A verbatim copy of the full data, with no pictures, is the expected answer.
━━━━━━━━━━━━━━━━━━━━━━━━━━━━━━
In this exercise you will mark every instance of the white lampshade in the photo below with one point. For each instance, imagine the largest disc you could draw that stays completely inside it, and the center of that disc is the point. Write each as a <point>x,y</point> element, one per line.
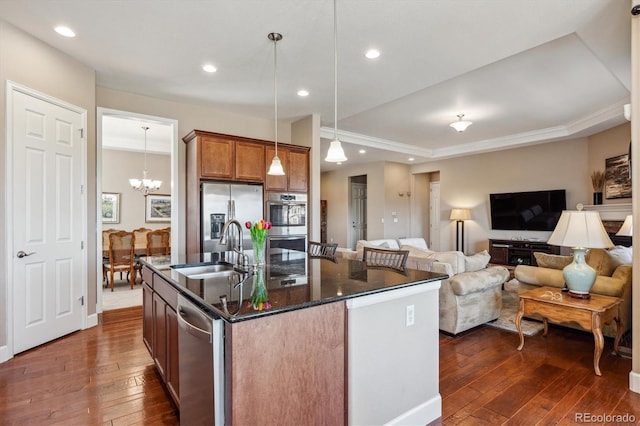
<point>626,230</point>
<point>276,167</point>
<point>461,125</point>
<point>335,153</point>
<point>460,214</point>
<point>580,229</point>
━━━━━━━━━━━━━━━━━━━━━━━━━━━━━━
### Solution to this task
In this exercise you will mark every instance of the white lampshade in the photo below with one point. For each instance, imagine the largest disc you could draw that stays completely inside it, and the center of that disc is the point. Write each as a <point>x,y</point> element, one per line.
<point>626,230</point>
<point>276,167</point>
<point>461,125</point>
<point>335,153</point>
<point>460,214</point>
<point>580,229</point>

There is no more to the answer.